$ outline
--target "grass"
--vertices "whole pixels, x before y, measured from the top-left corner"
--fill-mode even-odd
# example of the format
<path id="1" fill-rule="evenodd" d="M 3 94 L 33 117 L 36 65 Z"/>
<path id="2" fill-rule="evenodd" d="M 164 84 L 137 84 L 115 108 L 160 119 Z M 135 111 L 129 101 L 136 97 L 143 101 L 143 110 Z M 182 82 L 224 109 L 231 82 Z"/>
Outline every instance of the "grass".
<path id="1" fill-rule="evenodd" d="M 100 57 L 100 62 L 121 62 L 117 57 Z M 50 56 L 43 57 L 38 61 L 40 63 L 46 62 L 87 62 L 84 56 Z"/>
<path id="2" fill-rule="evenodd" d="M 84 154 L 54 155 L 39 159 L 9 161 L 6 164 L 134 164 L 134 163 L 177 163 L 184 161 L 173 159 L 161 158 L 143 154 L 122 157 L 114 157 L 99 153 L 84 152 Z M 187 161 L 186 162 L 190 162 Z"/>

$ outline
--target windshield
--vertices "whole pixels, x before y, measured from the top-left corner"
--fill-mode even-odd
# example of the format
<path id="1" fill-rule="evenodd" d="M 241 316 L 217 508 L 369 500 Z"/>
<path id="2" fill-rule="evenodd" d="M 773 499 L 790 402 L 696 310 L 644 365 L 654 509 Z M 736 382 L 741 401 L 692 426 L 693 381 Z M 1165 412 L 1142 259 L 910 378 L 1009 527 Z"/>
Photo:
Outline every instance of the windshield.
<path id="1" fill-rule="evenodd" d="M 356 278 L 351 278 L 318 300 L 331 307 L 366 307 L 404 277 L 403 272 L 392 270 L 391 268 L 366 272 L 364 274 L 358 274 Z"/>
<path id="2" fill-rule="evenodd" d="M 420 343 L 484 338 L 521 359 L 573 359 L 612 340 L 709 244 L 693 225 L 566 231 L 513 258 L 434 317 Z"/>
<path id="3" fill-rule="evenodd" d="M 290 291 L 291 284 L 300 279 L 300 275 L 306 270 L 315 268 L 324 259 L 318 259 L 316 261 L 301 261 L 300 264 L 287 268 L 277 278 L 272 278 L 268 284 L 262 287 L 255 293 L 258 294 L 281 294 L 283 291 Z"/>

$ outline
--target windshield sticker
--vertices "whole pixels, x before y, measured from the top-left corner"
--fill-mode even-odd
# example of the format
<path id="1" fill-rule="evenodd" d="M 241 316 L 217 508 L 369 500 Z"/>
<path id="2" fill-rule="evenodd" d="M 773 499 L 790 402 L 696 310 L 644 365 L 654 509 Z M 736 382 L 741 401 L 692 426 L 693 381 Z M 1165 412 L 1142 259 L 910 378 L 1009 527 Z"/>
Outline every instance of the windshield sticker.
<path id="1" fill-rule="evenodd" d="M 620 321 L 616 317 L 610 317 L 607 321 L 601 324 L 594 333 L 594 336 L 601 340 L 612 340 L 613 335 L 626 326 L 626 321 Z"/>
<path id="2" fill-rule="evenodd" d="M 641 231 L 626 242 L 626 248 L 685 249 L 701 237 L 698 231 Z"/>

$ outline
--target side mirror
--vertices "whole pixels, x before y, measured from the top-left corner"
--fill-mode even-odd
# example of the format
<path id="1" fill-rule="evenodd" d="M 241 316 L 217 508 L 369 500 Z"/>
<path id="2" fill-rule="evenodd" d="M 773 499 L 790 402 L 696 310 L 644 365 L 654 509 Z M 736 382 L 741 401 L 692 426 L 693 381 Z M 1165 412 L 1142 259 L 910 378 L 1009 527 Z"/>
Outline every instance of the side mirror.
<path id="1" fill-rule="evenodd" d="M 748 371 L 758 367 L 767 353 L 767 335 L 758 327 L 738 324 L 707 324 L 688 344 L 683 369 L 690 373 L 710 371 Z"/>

******************************

- **Task brief**:
Reproduce every line of the four items above, character for character and in the same order.

- **Task solution**:
$ outline
--target "grass"
--vertices "whole pixels, x before y, measured from the top-left corner"
--fill-mode even-odd
# example of the format
<path id="1" fill-rule="evenodd" d="M 3 94 L 33 117 L 36 65 Z"/>
<path id="2" fill-rule="evenodd" d="M 164 84 L 137 84 L 115 108 L 160 119 Z M 135 111 L 129 101 L 136 97 L 143 101 L 143 110 Z M 182 82 L 224 109 L 231 82 Z"/>
Outline every instance of the "grass".
<path id="1" fill-rule="evenodd" d="M 100 57 L 100 62 L 121 62 L 117 57 Z M 50 56 L 43 57 L 38 61 L 40 63 L 46 62 L 87 62 L 84 56 Z"/>
<path id="2" fill-rule="evenodd" d="M 84 154 L 54 155 L 39 159 L 9 161 L 6 164 L 134 164 L 134 163 L 177 163 L 184 161 L 173 159 L 161 158 L 143 154 L 122 157 L 114 157 L 99 153 L 84 152 Z M 187 161 L 186 162 L 190 162 Z"/>

$ outline
--target windshield
--vertices "whole pixels, x before y, measured from the top-left corner"
--fill-mode even-odd
# example of the format
<path id="1" fill-rule="evenodd" d="M 241 316 L 217 508 L 369 500 Z"/>
<path id="2" fill-rule="evenodd" d="M 773 499 L 790 402 L 696 310 L 644 365 L 654 509 Z M 736 382 L 741 401 L 692 426 L 693 381 Z M 1165 412 L 1142 259 L 910 378 L 1009 527 Z"/>
Photo:
Outline every instance of the windshield.
<path id="1" fill-rule="evenodd" d="M 356 278 L 351 278 L 318 300 L 331 307 L 366 307 L 404 277 L 403 272 L 392 270 L 391 268 L 366 272 L 364 274 L 358 274 Z"/>
<path id="2" fill-rule="evenodd" d="M 420 343 L 484 338 L 521 359 L 573 359 L 612 340 L 709 244 L 693 225 L 566 231 L 513 258 L 434 317 Z"/>
<path id="3" fill-rule="evenodd" d="M 290 291 L 291 284 L 300 279 L 300 275 L 306 270 L 315 268 L 324 259 L 318 259 L 316 261 L 301 261 L 300 264 L 287 268 L 277 278 L 272 278 L 268 284 L 262 287 L 255 293 L 258 294 L 281 294 L 283 291 Z"/>

$ outline
--target windshield sticker
--vertices "whole pixels, x before y, measured from the top-left corner"
--fill-mode even-odd
# example of the format
<path id="1" fill-rule="evenodd" d="M 241 316 L 217 508 L 369 500 Z"/>
<path id="2" fill-rule="evenodd" d="M 773 499 L 790 402 L 696 310 L 644 365 L 654 509 Z M 736 382 L 741 401 L 692 426 L 693 381 Z M 1165 412 L 1142 259 L 910 378 L 1009 527 Z"/>
Outline every instance of the windshield sticker.
<path id="1" fill-rule="evenodd" d="M 620 321 L 616 317 L 610 317 L 607 321 L 601 324 L 594 333 L 594 336 L 601 340 L 612 340 L 613 335 L 626 326 L 626 321 Z"/>
<path id="2" fill-rule="evenodd" d="M 641 231 L 626 242 L 626 248 L 685 249 L 701 237 L 698 231 Z"/>

$ outline
--target side mirror
--vertices "whole pixels, x before y, measured from the top-left corner"
--fill-mode even-odd
# example of the format
<path id="1" fill-rule="evenodd" d="M 241 316 L 217 508 L 369 500 Z"/>
<path id="2" fill-rule="evenodd" d="M 773 499 L 790 402 L 696 310 L 644 365 L 654 509 Z M 736 382 L 741 401 L 692 426 L 693 381 Z M 1165 412 L 1142 259 L 910 378 L 1009 527 Z"/>
Outline every instance of the side mirror.
<path id="1" fill-rule="evenodd" d="M 748 371 L 758 367 L 767 353 L 767 335 L 758 327 L 738 324 L 707 324 L 688 344 L 683 369 L 690 373 L 710 371 Z"/>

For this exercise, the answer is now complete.